Beginning with the line where "Target: arched entrance" appears, repeat every remaining line of the entries exactly, the last line included.

····················

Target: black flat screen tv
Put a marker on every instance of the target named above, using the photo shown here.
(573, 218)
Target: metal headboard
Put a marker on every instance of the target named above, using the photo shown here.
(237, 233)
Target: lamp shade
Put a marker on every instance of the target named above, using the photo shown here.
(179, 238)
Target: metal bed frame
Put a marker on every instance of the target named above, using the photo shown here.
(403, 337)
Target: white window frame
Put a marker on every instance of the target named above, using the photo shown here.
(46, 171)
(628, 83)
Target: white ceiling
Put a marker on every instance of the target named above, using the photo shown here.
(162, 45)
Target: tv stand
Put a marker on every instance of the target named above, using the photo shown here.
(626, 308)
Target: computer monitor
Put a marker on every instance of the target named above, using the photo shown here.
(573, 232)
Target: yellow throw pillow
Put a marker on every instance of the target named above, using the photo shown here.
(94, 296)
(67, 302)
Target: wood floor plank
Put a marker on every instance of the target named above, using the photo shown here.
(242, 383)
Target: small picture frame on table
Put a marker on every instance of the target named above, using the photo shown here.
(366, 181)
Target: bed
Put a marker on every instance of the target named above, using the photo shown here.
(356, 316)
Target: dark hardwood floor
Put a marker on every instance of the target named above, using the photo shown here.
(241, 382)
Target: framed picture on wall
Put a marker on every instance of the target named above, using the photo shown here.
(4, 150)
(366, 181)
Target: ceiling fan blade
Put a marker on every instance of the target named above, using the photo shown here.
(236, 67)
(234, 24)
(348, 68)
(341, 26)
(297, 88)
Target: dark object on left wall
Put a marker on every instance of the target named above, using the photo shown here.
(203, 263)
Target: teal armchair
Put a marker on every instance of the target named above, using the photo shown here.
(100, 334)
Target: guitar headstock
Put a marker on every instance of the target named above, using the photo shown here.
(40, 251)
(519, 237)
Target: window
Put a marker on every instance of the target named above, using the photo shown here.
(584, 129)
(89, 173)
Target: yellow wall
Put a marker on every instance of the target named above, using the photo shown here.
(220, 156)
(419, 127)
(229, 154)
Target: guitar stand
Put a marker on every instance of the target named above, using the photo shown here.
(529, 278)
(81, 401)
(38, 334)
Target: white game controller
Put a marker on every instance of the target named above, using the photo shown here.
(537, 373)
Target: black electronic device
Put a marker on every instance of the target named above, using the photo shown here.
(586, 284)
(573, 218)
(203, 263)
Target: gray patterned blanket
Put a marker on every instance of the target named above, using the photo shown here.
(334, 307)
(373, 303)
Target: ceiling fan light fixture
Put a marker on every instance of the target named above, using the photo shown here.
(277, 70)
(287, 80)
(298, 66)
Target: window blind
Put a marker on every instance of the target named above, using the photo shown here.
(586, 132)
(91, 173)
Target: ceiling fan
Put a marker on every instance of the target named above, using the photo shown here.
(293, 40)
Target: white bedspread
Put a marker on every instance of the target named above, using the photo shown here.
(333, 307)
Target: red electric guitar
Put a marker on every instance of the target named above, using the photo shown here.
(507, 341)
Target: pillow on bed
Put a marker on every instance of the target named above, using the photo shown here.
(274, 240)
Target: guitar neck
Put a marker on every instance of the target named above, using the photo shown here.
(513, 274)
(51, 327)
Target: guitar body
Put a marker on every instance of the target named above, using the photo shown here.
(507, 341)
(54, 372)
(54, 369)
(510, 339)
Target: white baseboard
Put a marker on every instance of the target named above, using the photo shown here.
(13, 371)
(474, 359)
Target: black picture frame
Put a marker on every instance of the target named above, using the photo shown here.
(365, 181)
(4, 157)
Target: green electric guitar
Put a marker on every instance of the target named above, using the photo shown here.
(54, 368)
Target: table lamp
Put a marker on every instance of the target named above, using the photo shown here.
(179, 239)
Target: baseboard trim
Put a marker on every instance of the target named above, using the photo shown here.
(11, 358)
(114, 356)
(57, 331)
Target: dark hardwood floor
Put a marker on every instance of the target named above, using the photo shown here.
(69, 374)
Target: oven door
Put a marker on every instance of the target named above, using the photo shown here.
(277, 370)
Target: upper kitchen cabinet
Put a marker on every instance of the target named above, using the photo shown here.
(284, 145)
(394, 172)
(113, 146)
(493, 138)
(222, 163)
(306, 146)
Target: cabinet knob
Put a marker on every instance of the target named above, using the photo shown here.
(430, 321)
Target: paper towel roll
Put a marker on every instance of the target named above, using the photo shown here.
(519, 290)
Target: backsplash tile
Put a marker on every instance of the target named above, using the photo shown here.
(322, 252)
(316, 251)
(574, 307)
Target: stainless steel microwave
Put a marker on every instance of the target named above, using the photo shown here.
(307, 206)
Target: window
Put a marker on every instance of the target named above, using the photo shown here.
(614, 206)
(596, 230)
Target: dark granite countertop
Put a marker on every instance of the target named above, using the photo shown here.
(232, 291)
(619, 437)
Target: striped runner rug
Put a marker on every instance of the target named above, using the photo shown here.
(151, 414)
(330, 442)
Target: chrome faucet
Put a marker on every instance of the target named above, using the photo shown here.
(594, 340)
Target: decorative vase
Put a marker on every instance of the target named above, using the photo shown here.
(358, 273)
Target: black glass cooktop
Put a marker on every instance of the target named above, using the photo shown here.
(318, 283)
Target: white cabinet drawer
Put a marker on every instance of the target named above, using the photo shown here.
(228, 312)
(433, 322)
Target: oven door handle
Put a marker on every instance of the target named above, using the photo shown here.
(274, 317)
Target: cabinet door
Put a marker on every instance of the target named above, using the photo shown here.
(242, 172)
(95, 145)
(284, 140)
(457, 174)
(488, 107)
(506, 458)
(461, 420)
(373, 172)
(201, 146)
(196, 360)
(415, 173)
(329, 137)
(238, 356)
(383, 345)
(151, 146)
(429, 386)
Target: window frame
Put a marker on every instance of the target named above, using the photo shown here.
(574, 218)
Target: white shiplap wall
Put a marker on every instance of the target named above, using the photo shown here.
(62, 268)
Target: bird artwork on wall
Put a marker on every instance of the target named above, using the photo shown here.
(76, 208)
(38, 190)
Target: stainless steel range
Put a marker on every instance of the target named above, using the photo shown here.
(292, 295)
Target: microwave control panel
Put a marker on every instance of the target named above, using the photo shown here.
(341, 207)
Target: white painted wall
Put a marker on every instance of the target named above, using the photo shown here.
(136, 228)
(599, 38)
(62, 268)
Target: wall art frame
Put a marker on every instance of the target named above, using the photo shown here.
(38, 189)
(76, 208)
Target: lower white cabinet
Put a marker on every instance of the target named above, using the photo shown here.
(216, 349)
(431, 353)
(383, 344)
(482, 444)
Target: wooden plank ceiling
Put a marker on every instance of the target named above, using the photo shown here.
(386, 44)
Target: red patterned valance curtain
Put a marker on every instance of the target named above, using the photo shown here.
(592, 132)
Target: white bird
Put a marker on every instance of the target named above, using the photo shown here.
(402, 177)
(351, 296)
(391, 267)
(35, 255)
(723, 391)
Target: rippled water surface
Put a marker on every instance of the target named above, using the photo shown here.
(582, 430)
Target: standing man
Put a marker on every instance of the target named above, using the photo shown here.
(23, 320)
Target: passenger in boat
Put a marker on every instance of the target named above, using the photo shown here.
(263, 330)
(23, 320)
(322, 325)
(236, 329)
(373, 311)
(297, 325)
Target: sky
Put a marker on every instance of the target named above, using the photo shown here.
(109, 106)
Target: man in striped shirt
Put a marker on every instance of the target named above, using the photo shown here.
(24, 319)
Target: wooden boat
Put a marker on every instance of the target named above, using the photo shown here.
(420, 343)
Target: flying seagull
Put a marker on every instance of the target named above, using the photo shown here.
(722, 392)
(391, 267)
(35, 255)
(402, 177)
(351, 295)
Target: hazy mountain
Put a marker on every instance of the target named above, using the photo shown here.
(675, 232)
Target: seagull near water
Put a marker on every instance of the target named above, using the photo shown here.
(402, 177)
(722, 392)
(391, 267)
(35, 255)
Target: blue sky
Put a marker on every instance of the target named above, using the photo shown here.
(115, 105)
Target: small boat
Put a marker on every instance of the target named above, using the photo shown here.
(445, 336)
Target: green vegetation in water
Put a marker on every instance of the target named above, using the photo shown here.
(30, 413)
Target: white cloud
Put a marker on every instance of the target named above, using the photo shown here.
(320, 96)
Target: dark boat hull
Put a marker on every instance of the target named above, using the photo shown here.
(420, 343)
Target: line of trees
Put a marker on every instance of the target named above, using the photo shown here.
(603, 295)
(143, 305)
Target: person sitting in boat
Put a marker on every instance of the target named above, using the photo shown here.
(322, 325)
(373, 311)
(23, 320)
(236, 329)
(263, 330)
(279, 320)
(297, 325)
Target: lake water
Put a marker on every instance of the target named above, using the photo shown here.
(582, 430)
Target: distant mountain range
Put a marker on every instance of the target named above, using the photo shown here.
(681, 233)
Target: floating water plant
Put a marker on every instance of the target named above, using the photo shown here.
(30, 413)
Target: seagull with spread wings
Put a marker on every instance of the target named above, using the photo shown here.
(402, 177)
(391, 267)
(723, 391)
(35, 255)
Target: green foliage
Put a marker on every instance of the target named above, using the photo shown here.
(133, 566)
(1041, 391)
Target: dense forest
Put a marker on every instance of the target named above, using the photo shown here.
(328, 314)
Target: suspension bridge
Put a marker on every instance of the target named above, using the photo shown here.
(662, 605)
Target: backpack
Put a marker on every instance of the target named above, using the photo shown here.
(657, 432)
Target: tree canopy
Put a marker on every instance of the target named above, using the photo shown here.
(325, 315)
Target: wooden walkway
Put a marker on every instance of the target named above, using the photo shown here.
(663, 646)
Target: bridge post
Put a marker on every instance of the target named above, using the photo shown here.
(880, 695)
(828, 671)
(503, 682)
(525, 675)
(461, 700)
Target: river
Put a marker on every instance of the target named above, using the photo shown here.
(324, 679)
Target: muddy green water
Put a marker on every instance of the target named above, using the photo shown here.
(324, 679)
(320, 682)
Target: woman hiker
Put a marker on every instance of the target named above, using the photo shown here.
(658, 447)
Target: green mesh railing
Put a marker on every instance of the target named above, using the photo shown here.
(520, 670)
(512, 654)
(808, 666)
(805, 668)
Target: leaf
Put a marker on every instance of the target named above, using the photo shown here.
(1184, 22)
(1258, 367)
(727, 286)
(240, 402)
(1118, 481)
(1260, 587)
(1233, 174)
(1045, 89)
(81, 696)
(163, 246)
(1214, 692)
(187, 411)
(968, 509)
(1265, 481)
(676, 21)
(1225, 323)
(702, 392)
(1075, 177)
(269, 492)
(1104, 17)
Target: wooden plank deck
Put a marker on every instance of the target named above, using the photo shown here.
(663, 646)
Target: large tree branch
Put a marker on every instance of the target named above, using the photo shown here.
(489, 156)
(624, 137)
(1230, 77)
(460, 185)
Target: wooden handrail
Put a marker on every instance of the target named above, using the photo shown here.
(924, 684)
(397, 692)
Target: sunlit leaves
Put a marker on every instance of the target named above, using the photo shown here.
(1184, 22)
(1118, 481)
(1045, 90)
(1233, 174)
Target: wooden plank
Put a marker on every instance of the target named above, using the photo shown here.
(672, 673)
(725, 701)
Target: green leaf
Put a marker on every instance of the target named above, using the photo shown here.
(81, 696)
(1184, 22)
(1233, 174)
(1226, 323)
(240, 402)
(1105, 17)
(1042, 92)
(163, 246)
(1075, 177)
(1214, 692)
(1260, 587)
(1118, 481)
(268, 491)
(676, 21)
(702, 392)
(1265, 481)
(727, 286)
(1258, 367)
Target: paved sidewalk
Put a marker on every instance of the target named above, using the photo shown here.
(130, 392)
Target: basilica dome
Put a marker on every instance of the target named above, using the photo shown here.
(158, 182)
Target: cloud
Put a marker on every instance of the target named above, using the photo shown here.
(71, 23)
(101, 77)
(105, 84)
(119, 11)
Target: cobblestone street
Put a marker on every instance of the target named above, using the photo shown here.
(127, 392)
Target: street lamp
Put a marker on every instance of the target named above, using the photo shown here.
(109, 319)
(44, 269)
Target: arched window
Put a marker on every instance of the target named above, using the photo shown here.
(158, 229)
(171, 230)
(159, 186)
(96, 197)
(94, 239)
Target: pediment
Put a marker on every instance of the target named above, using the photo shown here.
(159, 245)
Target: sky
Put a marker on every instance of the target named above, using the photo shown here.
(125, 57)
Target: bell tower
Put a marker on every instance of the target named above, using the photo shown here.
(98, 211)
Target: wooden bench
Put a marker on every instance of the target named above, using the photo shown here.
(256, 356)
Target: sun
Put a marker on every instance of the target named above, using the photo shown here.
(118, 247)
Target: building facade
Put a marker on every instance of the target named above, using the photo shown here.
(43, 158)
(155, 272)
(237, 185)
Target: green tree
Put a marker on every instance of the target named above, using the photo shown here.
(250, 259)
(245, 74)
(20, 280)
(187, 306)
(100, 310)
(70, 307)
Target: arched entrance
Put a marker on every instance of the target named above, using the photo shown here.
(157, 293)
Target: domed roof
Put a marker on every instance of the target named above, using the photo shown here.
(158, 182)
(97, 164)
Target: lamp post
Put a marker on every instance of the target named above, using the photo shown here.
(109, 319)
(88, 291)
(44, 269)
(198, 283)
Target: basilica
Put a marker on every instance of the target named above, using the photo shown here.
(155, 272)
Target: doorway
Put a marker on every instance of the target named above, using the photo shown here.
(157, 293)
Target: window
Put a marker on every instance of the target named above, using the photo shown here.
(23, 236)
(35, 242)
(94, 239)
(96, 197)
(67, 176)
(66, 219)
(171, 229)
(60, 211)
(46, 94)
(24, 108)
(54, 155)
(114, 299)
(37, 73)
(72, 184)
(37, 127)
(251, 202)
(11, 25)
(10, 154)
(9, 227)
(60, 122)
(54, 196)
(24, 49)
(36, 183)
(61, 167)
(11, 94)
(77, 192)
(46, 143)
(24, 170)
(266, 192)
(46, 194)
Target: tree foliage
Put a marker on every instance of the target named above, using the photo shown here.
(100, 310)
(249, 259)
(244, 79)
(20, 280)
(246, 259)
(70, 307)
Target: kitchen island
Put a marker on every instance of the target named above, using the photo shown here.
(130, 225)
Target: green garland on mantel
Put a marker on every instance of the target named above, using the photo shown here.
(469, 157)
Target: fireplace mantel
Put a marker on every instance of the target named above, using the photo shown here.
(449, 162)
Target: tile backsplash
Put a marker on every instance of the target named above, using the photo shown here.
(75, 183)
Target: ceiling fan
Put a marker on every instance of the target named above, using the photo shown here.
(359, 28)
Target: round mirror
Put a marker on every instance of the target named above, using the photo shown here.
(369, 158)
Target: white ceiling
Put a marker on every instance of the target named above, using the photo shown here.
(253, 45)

····················

### ANSWER
Target: arched entrance
Put a marker on every instance of the target named above, using the photo shown here.
(157, 293)
Target: domed roof
Put a marker on every instance of the target named above, using the photo shown here.
(158, 182)
(97, 164)
Target: lamp post
Put a marker on every instance of the target named above, using the photo shown here.
(109, 319)
(88, 291)
(44, 269)
(198, 283)
Target: basilica
Put a marker on every instance of the target named above, using the photo shown here.
(155, 272)
Target: doorway
Put a marker on every instance of the target named above, using the photo shown here.
(157, 293)
Target: window
Put a marker on every instance of the target named above, using the photo shown here.
(23, 236)
(35, 242)
(94, 239)
(96, 197)
(67, 176)
(66, 219)
(171, 229)
(60, 211)
(46, 94)
(24, 108)
(54, 155)
(114, 299)
(37, 73)
(72, 184)
(37, 127)
(251, 202)
(11, 25)
(10, 154)
(9, 227)
(60, 122)
(54, 196)
(24, 49)
(36, 183)
(61, 167)
(11, 94)
(77, 192)
(46, 143)
(24, 170)
(266, 192)
(46, 194)
Target: tree foliage
Put a marker on every instance of the target named above, using the photo shown here.
(100, 310)
(249, 259)
(244, 79)
(20, 280)
(246, 259)
(70, 307)
Target: kitchen island
Put a marker on every instance of the target named above, using the photo shown here.
(130, 225)
Target: green garland on mantel
Put a marker on every instance of the target named above, using the photo shown here.
(469, 157)
Target: fireplace mantel
Put a marker on every instance of the target named above, using the photo shown here.
(449, 162)
Target: tile backsplash
Put a marker on every instance of the target named above, using the photo shown here.
(75, 183)
Target: ceiling fan
Put a marker on every instance of the target named above, using the photo shown here.
(359, 28)
Target: round mirror
Put a marker on every instance of the target named above, using the photo shown here.
(369, 158)
Target: white ceiling
Put a marker on every instance of the target named above, using the photo shown here.
(253, 45)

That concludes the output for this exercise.